> [Task prompt]:
Please copy each line of the records below that includes the word "tree".

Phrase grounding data
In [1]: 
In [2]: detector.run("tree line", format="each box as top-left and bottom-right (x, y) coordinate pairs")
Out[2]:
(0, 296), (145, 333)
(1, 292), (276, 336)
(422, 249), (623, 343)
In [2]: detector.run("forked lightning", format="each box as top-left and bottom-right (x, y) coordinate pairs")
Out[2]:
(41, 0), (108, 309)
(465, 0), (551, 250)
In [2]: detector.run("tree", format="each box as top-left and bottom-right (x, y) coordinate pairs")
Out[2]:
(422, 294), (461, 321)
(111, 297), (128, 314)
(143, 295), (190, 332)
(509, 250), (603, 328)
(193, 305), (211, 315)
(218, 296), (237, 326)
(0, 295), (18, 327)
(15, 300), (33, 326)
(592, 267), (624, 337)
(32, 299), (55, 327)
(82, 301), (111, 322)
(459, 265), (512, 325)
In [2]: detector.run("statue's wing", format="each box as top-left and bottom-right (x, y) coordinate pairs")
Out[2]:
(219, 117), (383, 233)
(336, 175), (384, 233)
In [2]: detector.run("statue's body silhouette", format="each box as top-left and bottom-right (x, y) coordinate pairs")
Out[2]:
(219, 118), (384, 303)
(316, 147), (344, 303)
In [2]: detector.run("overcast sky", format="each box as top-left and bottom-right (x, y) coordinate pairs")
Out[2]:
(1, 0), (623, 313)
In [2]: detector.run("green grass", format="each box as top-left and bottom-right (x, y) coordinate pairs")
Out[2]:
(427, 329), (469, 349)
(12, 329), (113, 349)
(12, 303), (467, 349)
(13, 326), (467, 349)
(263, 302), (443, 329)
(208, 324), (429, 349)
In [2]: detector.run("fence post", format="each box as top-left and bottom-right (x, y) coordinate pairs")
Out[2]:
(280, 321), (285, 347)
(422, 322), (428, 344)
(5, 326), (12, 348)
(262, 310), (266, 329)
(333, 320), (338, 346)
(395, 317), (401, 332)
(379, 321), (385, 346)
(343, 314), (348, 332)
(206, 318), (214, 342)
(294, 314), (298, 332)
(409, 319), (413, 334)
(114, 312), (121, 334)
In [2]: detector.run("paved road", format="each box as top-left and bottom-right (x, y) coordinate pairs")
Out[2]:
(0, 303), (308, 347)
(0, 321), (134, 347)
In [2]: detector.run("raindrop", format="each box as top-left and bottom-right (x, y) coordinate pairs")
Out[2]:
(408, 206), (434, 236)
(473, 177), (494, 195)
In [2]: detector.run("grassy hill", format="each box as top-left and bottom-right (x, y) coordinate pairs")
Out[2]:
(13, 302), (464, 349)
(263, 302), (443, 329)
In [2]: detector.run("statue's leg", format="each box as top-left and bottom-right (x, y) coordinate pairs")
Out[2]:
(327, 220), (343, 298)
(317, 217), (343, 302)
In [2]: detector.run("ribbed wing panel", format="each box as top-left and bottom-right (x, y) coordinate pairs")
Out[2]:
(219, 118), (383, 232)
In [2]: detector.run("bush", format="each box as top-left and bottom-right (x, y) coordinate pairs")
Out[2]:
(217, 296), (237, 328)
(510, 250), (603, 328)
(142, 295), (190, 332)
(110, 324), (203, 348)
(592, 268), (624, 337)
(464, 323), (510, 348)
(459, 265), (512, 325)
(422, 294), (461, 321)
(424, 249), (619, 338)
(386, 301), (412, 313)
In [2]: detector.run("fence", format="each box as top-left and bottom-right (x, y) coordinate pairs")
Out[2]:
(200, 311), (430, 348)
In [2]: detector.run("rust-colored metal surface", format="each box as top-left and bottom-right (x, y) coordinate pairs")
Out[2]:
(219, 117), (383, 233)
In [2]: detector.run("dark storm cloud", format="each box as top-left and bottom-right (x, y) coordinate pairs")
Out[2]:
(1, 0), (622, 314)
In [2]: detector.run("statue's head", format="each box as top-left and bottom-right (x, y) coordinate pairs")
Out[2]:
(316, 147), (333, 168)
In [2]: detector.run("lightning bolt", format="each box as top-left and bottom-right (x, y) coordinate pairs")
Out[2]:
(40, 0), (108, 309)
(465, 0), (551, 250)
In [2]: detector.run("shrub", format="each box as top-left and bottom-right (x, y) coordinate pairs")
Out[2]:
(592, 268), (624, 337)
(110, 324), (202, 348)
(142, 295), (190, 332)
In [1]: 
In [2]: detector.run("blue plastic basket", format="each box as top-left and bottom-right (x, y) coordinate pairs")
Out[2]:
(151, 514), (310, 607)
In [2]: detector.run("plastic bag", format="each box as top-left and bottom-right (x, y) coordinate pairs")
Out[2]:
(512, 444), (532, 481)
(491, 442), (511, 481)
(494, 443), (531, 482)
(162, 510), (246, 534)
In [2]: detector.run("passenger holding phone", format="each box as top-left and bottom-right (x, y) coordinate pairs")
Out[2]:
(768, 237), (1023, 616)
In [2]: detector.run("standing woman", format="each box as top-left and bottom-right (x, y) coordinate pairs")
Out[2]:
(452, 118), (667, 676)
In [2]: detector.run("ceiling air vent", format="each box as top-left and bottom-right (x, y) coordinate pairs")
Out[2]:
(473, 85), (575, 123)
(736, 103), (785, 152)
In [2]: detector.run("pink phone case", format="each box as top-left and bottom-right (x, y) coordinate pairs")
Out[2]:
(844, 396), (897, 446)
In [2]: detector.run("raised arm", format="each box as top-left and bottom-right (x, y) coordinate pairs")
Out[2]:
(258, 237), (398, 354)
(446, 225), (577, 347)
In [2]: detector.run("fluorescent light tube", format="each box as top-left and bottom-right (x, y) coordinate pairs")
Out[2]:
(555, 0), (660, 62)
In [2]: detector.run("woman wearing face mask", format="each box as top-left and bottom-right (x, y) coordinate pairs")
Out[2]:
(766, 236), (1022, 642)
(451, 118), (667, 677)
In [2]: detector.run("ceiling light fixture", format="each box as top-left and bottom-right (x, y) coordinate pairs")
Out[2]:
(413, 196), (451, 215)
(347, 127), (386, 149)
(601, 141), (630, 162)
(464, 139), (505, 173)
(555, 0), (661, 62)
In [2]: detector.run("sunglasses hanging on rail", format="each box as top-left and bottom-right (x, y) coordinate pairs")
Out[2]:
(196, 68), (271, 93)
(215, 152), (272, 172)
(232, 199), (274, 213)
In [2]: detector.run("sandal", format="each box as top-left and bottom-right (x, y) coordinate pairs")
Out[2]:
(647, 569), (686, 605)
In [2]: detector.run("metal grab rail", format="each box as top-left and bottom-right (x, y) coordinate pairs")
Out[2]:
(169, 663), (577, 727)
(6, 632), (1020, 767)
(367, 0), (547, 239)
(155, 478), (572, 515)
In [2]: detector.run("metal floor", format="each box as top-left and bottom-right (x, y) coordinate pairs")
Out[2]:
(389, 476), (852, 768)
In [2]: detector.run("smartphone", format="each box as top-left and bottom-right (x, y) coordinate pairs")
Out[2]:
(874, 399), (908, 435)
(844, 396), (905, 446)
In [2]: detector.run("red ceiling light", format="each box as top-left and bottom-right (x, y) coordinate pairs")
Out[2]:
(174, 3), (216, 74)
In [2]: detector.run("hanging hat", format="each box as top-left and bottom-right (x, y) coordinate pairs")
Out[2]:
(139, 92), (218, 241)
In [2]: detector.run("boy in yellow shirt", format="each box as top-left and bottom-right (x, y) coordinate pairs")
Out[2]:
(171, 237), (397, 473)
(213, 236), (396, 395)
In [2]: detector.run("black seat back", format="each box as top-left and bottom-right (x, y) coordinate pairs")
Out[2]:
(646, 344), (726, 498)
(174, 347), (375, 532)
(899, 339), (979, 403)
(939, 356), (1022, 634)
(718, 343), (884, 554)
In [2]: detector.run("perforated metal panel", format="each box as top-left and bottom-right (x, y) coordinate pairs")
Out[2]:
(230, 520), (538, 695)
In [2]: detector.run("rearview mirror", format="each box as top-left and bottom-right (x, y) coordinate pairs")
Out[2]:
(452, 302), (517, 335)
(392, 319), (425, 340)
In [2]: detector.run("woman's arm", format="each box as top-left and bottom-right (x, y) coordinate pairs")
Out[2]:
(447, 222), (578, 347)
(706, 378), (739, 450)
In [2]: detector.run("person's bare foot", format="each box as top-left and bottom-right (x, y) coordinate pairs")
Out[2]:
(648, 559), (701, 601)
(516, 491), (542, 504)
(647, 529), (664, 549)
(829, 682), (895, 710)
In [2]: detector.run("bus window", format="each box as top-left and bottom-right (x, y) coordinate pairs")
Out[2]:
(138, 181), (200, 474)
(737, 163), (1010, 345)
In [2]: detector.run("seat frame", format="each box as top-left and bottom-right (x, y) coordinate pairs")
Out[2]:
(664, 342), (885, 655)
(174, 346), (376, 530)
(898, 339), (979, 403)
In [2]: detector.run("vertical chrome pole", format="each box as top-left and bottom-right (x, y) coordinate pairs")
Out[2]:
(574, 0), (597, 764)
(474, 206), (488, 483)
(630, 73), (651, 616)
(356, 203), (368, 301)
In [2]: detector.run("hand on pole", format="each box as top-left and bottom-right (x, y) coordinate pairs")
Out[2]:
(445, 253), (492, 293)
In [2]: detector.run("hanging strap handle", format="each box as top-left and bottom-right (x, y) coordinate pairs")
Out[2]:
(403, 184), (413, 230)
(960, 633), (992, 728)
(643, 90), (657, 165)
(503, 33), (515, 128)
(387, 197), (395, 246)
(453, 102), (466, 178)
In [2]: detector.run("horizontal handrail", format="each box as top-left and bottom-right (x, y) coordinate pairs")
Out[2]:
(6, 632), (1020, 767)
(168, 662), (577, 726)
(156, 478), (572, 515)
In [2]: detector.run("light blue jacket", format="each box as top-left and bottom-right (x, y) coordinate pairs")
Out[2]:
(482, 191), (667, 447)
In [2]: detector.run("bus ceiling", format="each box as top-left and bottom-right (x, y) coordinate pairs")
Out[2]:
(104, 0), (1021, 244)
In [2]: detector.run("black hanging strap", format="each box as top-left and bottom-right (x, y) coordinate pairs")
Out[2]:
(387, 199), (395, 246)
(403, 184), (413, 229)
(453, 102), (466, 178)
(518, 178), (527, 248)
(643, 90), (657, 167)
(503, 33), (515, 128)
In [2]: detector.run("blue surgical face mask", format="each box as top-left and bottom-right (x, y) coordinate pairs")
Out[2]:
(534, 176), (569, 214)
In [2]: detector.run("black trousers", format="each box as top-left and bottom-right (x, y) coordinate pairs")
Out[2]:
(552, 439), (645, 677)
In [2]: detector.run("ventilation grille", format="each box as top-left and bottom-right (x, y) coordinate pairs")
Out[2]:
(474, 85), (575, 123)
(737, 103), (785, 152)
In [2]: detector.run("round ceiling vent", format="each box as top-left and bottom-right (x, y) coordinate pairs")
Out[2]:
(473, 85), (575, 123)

> [Exercise solution]:
In [2]: detector.run("tree line", format="each box as top-left and bottom-right (x, y) coordinate pairs")
In [2]: detector.run("tree", format="each box as top-left and bottom-right (x, y) coordinate pairs")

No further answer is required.